◆ **Task**
Without the pictures, set down the records below word for word.

◆ **Data excerpts**
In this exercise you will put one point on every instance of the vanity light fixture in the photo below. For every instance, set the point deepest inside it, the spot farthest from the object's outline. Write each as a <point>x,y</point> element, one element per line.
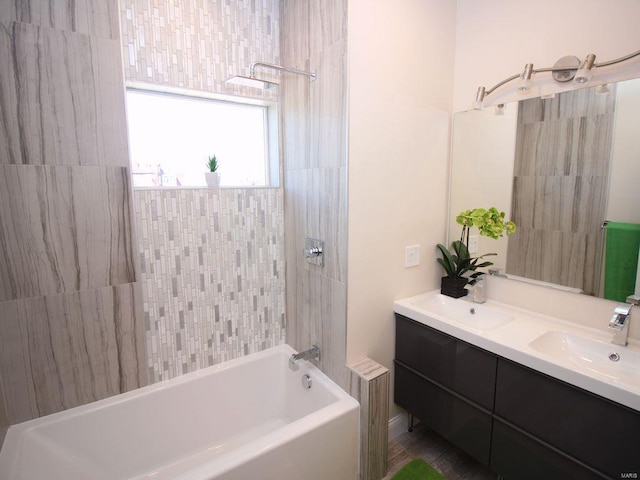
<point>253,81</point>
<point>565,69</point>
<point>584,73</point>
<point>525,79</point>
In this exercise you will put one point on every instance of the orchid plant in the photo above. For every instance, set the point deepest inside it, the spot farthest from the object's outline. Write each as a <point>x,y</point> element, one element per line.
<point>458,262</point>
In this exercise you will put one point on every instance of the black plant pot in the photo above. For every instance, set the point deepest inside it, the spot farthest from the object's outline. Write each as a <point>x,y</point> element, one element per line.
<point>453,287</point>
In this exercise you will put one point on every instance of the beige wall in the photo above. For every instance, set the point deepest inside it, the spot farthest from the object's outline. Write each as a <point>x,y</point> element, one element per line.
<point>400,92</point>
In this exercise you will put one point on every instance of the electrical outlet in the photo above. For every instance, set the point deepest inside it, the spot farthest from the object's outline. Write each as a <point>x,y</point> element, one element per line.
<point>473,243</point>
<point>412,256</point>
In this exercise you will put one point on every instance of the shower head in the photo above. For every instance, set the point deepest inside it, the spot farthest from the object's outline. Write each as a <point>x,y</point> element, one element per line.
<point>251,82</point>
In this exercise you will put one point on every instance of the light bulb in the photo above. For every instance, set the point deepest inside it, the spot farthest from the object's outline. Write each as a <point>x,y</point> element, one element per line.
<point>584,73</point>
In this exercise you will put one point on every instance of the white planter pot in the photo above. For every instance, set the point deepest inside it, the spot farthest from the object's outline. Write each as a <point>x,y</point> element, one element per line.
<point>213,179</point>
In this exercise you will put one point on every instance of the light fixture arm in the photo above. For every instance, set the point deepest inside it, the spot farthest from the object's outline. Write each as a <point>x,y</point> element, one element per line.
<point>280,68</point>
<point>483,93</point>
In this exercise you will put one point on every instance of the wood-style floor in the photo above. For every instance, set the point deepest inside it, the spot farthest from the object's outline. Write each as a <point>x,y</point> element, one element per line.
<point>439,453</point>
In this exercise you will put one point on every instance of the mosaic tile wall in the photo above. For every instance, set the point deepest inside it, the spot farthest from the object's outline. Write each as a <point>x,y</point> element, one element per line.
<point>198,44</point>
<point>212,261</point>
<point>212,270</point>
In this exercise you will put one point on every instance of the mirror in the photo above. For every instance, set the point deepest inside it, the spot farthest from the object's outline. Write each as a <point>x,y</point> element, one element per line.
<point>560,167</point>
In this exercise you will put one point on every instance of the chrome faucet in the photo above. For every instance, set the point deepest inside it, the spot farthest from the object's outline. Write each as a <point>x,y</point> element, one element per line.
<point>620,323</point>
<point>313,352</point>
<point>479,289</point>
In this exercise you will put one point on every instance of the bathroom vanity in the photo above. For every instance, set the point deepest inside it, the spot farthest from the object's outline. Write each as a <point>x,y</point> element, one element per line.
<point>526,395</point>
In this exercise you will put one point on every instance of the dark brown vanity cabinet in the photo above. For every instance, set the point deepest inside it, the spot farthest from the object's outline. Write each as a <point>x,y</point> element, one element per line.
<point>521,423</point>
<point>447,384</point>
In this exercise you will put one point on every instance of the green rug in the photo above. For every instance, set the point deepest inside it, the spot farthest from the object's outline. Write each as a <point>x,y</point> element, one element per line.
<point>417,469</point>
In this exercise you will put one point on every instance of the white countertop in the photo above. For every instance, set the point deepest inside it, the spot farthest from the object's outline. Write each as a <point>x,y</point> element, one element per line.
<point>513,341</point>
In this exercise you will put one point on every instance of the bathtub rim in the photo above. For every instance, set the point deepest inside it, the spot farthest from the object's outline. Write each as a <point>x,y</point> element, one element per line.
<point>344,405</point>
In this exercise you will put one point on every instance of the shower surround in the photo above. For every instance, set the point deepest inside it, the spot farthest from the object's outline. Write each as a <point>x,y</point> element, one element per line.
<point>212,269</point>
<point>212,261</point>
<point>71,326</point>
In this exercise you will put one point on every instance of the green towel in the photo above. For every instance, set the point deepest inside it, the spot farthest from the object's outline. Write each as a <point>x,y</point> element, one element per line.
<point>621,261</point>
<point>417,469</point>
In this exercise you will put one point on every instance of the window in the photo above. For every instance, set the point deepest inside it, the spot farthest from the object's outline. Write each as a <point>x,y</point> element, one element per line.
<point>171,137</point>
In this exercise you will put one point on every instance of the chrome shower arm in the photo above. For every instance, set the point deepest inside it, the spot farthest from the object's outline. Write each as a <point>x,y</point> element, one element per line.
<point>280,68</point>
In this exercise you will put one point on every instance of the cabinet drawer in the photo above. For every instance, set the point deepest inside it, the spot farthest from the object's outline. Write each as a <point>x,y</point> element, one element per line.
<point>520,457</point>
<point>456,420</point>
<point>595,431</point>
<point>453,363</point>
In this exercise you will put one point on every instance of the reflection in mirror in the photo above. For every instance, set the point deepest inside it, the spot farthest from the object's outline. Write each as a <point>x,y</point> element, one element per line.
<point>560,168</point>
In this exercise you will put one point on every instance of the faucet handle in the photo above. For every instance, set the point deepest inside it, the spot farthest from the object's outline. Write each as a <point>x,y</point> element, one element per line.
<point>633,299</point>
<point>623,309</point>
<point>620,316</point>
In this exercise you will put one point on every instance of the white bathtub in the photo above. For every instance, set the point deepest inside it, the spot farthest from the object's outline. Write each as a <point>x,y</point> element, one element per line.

◆ **Exercise output**
In this exercise you will put one point on every instance of the vanity light fixture in the photo below. For every instance, set the point deepest inside it, the spot farthest from the object's outline. Write each as a <point>x,y</point> element, one element per line.
<point>253,81</point>
<point>565,69</point>
<point>584,73</point>
<point>525,79</point>
In this exercise you will put one point on every instance of the orchid plant in the photo above. For every instance, set the point deepest inside it, the spot farthest from the object's outline. Write each as a <point>x,y</point> element, one element per line.
<point>458,262</point>
In this exercise you will put one point on every instance of the black plant pot in the photo above. For every instance, set the point deepest inside it, the spot farthest from the object's outline. Write each as a <point>x,y</point> element, one element per line.
<point>453,287</point>
In this exercise you will put one point on every instance of the beige wall in the photo above. For every instance, set the point deepest inside it, the spot farthest from the object's outline. Write each as a <point>x,y</point> element, one element per line.
<point>400,92</point>
In this exercise you will put one point on every instance of the electrical outlet in the photo above. For every instance, set the point deepest inside it, the spot farthest from the object's outline. Write each as a <point>x,y</point> element, one element per line.
<point>473,243</point>
<point>412,256</point>
In this exercise you will put one point on every instance of the shower head in the photo above. For every instance, set the point deepest inside it, the spot farthest from the object's outline. Write each as a <point>x,y</point> element, one element per line.
<point>251,82</point>
In this exercise you will put one point on every instance of the light bulb in the photo above. For every instance, set the point deepest inside it, the spot farthest from the object's outline. Write each as a <point>x,y</point> element, one element per line.
<point>584,73</point>
In this exercise you will put one point on every instance of the white planter pot in the photo above. For every instance, set the point deepest inside it, the spot farthest from the object's outline. Write each as a <point>x,y</point> element, one element per line.
<point>213,179</point>
In this exercise you will put one point on every instance of the light fixture arm in the photo above. For every instance, set the point deepest inside it, the spot farthest from the object's outline. Write each as a <point>x,y</point> element, one element per line.
<point>280,68</point>
<point>483,93</point>
In this exercise you will put one point on every instance of the wood-style floor in the photo above. For every instance, set the point deepest inside it, the spot farthest from the object's outline. Write each as a <point>x,y</point> element, one element per line.
<point>439,453</point>
In this exercise you will put one point on every instance of the mosaic tile wall in the photo above. For every instance, set the point deepest inside it, the spot farthest from the object's outline. Write each as a <point>x,y</point> element, one element per line.
<point>198,44</point>
<point>212,261</point>
<point>212,270</point>
In this exercise you will put one point on every instance of the mirror in the photo above. For every instance, set the point deepest inside it, the spot farthest from the object's outline. Write each as a <point>x,y</point> element, one element per line.
<point>560,167</point>
In this exercise you will put one point on every instance of the chrome faucet in the photo above. For every instance, set the point deepest inside it, the spot farthest from the object's outline. Write each as a <point>x,y</point> element, one element per line.
<point>620,323</point>
<point>313,352</point>
<point>479,289</point>
In this exercise you will put one point on every instance of the bathroom vanity in the photo above. For every instance, set the point deepest inside it, the spot farthest from the object's outline. Write each as a <point>x,y</point> element, one element per line.
<point>526,395</point>
In this exercise you will put one point on every instance of the dark brown vanity cabinet in the photo above. For every instance, set the point deepest inside it, the spot farthest from the object's outline. Write each as a <point>x,y</point> element, one element per line.
<point>521,423</point>
<point>447,384</point>
In this exercise you will put one point on every instance of the green rug in the photo above. For every instance, set the point deepest inside it, the spot farthest from the object's outline. Write each as a <point>x,y</point> element, one element per line.
<point>417,469</point>
In this exercise you will put one point on every instance of the white countertop in the photo above. For every instance, set the point deepest inside it, the spot farthest from the object's outline. Write each as a <point>x,y</point> element, one element per line.
<point>513,341</point>
In this exercise you will put one point on every instance of the bathtub rim in the photo above. For every instance, set the point deepest inside it, the spot farthest from the object's outline. Write each as a <point>x,y</point> element, one element per line.
<point>344,405</point>
In this exercise you will put one point on every instance of the shower surround in the photo above. For every instance, set the point deepest inside it, the spot farthest from the object's outline. Write each as a <point>x,y</point> element, one element per line.
<point>212,269</point>
<point>212,261</point>
<point>71,326</point>
In this exercise you will put one point on every instance of the green towel in the photo above. For every instance, set the point deepest inside it, the spot farthest from the object's outline. Write each as a <point>x,y</point> element, one element per line.
<point>621,261</point>
<point>417,469</point>
In this exercise you will put one point on every instance of the window in the photo above. For every instance, set the point deepest inside it, the spot farthest from the object's outline. Write each as a <point>x,y</point> element, one element per line.
<point>171,137</point>
In this exercise you will put one point on every instance of the chrome shower arm in the photo above. For every instance, set the point deepest inside it, the spot farthest from the object's outline. Write each as a <point>x,y</point> element, one element per line.
<point>280,68</point>
In this exercise you will put one point on every instance of the cabinet drawer in the photo above. For every instance, set the point deepest inside it, the spot farthest from the object's outline. Write each as a <point>x,y</point> element, one element per line.
<point>520,457</point>
<point>456,420</point>
<point>595,431</point>
<point>453,363</point>
In this exercise you will put one point on every instance of the reflection in mirror in the photo above. For every instance, set the point deepest inside it, the spot farthest from the object's outline. Write each as a <point>x,y</point> element, one element per line.
<point>560,168</point>
In this exercise you will put one point on every instance of the faucet handle in the photo above. For every instance, set the point deepest inside it, the spot farthest from the object's outline. Write each as a <point>x,y</point> element, one element per line.
<point>633,299</point>
<point>623,309</point>
<point>620,316</point>
In this exercise you will put one point on every instance of the white bathtub in the photo above. For every instance, set the point deepest inside it, the spot farthest from the object's outline. Write each as a <point>x,y</point> element, one element per line.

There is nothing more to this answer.